## Pasaje citado
☆ ☆ ☆ ☆ ☆
Vacunas contra la estupidez

De un tiempo a esta parte hemos hablado de la vacuna contra el coronavirus con la misma frecuencia y ritmo con los que los científicos se rompían los cuernos en la consecución de dicho antídoto.


De un modo impresionante, las farmacéuticas se pusieron a trabajar en favor de la seguridad mundial y dieron con varias respuestas intravenosas con las que abolir al bicho que nos la estaba robando. Y de pronto y, gracias a su implantación masiva, como por arte de magia, los investigadores adquirieron importancia y el resto de los mortales comenzamos a vivir un poco.


La vida pasó de ser negra a ser gris y, si los jóvenes irresponsables y algunos de sus padres lo permiten, esperemos no tener que volver a encerrarnos y, dentro de no mucho, lograr que esta etapa oscura caiga en el olvido de los que más la han sufrido. Sin embargo y, a la vista de los acontecimientos protagonizados por estudiantes desatados y padres carentes de carácter para plantarles cara, no estoy muy segura de que logremos salir del hoyo con la premura que sería deseable.
☆ ☆ ☆ ☆ ☆
## Trabajo por realizar
Retome la columna de arriba sobre la vacuna contra el coronavirus y continúela a partir de su última oración.

(Datos de expresiones referenciales basadas en fotografías)
☆ ☆ ☆ ☆ ☆
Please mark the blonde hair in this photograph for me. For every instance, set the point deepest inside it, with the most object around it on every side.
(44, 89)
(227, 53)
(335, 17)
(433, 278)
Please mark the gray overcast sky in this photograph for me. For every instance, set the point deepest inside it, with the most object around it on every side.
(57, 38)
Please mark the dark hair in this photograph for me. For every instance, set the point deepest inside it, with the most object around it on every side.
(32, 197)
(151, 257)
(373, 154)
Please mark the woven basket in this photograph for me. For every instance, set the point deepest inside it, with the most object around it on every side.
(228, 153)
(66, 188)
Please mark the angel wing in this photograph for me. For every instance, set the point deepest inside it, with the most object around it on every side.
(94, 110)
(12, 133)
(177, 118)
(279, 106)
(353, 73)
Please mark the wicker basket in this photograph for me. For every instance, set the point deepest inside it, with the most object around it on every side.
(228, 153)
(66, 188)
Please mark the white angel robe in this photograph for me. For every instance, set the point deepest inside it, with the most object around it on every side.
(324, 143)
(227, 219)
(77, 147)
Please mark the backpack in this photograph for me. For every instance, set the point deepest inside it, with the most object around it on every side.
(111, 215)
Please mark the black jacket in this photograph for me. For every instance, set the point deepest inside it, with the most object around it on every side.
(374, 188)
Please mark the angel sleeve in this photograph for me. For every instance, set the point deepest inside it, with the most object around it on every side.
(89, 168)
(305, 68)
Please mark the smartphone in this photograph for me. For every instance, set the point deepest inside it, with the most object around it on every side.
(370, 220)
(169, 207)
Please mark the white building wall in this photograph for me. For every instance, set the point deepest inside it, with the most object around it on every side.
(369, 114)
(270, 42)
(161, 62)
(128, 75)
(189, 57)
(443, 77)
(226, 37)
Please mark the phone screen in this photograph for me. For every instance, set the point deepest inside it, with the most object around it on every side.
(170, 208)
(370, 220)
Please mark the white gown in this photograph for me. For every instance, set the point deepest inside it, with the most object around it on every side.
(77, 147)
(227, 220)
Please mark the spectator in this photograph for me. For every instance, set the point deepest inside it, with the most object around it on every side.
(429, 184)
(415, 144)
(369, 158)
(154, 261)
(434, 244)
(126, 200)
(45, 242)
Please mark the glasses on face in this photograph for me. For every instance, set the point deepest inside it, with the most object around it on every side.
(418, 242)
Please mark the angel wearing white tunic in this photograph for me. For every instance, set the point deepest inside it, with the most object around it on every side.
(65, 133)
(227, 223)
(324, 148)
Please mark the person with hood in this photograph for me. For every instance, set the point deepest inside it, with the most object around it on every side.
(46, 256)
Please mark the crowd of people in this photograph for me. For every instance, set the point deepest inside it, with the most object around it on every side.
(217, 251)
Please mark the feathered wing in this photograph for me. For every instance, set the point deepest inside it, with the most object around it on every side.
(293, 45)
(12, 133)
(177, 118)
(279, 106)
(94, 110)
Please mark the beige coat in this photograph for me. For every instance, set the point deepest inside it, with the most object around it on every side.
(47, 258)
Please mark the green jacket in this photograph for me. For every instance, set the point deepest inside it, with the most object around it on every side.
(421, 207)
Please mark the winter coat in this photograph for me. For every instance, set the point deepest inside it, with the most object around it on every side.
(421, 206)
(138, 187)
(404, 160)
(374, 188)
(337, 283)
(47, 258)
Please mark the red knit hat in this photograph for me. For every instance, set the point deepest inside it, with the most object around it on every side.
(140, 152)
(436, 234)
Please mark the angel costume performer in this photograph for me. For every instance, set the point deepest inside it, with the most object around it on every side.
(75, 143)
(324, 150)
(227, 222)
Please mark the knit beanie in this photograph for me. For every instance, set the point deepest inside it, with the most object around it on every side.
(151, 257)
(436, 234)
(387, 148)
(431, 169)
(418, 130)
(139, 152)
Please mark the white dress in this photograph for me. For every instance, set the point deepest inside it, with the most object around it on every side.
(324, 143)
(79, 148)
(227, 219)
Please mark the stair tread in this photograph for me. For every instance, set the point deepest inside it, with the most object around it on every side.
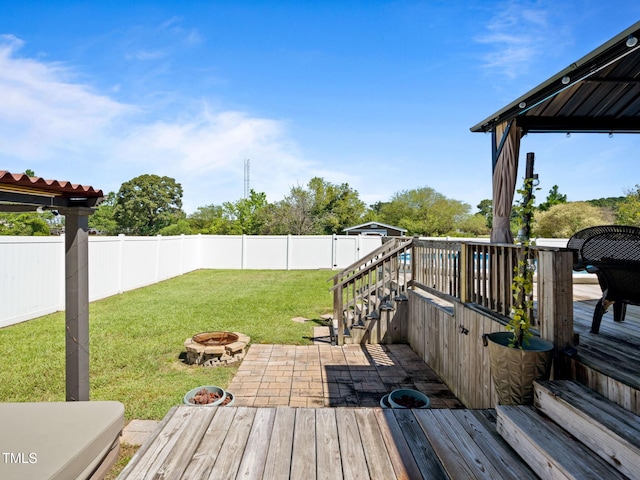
(621, 421)
(547, 448)
(607, 429)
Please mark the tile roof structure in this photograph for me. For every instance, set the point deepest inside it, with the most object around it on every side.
(19, 188)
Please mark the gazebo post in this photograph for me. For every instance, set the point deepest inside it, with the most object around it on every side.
(77, 301)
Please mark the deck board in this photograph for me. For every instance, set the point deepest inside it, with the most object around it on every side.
(306, 443)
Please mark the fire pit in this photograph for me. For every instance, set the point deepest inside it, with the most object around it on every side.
(212, 349)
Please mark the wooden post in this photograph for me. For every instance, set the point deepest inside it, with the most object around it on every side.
(555, 302)
(464, 272)
(77, 302)
(338, 312)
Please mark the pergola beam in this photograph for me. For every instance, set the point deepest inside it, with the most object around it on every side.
(77, 302)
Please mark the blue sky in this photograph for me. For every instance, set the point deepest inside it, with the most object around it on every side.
(378, 94)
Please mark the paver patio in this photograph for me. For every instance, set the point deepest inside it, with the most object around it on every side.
(331, 376)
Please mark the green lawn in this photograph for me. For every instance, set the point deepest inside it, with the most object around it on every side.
(137, 337)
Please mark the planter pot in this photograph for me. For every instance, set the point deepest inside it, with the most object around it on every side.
(229, 400)
(384, 401)
(408, 398)
(513, 370)
(197, 395)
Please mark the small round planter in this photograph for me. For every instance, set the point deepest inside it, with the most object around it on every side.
(514, 370)
(231, 399)
(384, 401)
(191, 394)
(408, 398)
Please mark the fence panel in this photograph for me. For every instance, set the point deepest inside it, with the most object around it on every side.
(31, 277)
(310, 252)
(32, 268)
(265, 252)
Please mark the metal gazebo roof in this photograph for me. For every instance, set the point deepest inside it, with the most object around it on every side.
(600, 93)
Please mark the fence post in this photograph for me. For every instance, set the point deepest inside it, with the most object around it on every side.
(243, 252)
(338, 312)
(464, 272)
(120, 267)
(555, 302)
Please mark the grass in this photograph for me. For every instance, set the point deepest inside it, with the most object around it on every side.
(136, 338)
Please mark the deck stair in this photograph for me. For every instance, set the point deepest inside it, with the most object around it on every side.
(573, 433)
(366, 294)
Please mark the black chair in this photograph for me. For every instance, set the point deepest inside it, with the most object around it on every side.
(612, 252)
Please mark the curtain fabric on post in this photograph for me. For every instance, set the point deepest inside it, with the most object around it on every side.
(505, 172)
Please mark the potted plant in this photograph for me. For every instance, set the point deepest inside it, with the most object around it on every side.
(517, 357)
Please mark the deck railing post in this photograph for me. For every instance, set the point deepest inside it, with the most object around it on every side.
(465, 275)
(555, 302)
(338, 312)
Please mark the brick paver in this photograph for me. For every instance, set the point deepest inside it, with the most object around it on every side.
(329, 376)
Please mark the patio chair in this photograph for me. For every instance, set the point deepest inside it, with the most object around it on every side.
(612, 252)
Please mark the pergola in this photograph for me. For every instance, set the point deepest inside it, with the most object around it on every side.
(600, 93)
(21, 193)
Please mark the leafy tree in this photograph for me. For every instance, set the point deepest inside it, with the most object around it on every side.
(181, 227)
(628, 212)
(247, 213)
(335, 207)
(147, 204)
(25, 224)
(321, 209)
(293, 215)
(212, 220)
(608, 202)
(485, 208)
(423, 211)
(565, 219)
(102, 220)
(473, 226)
(554, 198)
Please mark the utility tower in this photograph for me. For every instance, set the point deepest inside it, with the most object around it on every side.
(247, 188)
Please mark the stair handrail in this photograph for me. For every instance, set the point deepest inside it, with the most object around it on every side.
(362, 263)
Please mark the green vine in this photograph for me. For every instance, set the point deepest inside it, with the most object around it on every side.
(522, 282)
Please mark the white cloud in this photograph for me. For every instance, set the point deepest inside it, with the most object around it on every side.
(518, 35)
(65, 130)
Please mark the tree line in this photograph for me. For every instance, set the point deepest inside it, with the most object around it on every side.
(152, 205)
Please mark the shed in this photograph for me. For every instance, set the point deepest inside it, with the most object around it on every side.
(376, 228)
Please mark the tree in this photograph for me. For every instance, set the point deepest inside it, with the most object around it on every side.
(321, 209)
(147, 204)
(554, 198)
(212, 220)
(485, 208)
(335, 207)
(473, 226)
(247, 213)
(25, 224)
(423, 211)
(628, 212)
(565, 219)
(293, 215)
(102, 220)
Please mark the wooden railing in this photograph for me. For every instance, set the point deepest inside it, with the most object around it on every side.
(370, 285)
(487, 275)
(436, 266)
(469, 272)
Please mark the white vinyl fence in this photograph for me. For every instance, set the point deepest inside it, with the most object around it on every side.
(32, 268)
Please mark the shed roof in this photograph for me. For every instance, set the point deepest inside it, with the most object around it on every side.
(374, 225)
(21, 189)
(598, 93)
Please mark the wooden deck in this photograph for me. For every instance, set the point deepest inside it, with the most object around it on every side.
(615, 351)
(325, 443)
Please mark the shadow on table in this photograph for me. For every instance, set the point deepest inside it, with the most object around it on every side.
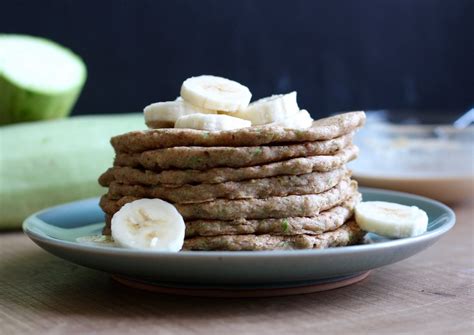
(34, 280)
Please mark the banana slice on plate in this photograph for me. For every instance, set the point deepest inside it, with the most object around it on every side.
(391, 219)
(215, 93)
(300, 120)
(211, 122)
(270, 109)
(165, 114)
(149, 224)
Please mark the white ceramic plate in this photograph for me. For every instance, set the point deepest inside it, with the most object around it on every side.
(56, 230)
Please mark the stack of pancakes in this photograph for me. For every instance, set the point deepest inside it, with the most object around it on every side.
(256, 188)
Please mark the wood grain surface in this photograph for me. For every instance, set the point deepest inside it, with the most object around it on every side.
(429, 293)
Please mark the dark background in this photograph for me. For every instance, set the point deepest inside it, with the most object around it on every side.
(338, 55)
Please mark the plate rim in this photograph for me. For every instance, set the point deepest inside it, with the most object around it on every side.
(431, 235)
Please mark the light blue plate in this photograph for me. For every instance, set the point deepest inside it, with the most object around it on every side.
(56, 229)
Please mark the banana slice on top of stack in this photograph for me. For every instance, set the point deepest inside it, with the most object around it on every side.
(213, 103)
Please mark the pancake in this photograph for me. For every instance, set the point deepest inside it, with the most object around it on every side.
(328, 220)
(311, 183)
(203, 158)
(347, 234)
(273, 207)
(174, 178)
(323, 129)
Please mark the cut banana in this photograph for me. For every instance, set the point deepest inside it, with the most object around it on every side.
(215, 93)
(149, 224)
(270, 109)
(391, 219)
(302, 119)
(165, 114)
(211, 122)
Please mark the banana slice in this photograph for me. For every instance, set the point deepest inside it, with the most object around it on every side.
(149, 224)
(215, 93)
(302, 119)
(391, 219)
(270, 109)
(211, 122)
(165, 114)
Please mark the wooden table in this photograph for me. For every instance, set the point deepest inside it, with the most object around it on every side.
(429, 293)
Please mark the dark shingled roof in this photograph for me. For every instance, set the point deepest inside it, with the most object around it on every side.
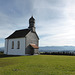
(19, 33)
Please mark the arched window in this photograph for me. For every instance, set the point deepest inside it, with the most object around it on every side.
(12, 44)
(18, 45)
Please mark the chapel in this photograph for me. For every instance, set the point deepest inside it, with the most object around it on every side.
(23, 42)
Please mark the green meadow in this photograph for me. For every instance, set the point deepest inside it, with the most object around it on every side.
(38, 65)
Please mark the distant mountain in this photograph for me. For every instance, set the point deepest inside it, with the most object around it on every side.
(56, 48)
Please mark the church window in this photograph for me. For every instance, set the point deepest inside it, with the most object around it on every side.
(12, 44)
(18, 45)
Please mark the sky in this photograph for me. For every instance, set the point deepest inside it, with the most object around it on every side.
(54, 20)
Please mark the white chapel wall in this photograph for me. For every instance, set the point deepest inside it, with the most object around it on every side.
(16, 51)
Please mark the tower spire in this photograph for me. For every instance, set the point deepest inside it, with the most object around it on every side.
(32, 24)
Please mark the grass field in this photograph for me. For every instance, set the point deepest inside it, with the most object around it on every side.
(38, 65)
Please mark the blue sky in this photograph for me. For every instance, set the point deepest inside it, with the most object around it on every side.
(55, 20)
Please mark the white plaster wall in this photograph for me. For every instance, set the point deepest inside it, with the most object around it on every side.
(16, 51)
☆ ☆ ☆ ☆ ☆
## Resultado del ejercicio
A veces, esta servidora que disfruta observando la vida y a los que la componen, encuentra prioritario que el colectivo científico se ponga a trabajar en busca de la vacuna contra la estupidez, y que lo haga tan rápido como lo hizo en favor de la de la detención de la pandemia que nos ha asolado.


Y es que el hecho de que vivamos en un mundo en el que no son los que más valen los que mejor viven, no es sorpresa para nadie. Detrás de individuos muy aparentes se esconden grandes carencias, 

inseguridades y escasos méritos personales más allá de unos resultados académicos salvables o de la crianza de algún que otro hijo.


Ese es el perfil de gente que se cree en posesión de la verdad y que es capaz de montar un numerito para “rescatar” de un hotel de Mallorca a sus niños o para librarlos de las consecuencias de una fiesta clandestina a la vuelta de la esquina; tras haberse bebido estos el agua de los floreros, ignorar el uso de mascarillas, caminar sorteando vómitos y divertirse destrozando un mobiliario que, con un poco de suerte, ni ellos ni sus padres van a tener que pagar.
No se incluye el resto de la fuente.